◆ DATA SHOWN:
§
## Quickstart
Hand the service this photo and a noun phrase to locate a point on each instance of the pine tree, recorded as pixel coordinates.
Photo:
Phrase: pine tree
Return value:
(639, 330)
§
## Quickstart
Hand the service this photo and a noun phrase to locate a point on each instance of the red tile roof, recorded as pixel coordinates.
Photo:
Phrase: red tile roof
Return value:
§
◆ TO DO: Scan the entries above for the string "recorded" and copy each line containing it.

◆ REPLY:
Hand the service this photo and a noun phrase to locate a point on each instance of the pine tree, recorded as pixel coordinates.
Hand the service this photo and a noun phrase to locate a point on each instance of the red tile roof, recorded as pixel coordinates.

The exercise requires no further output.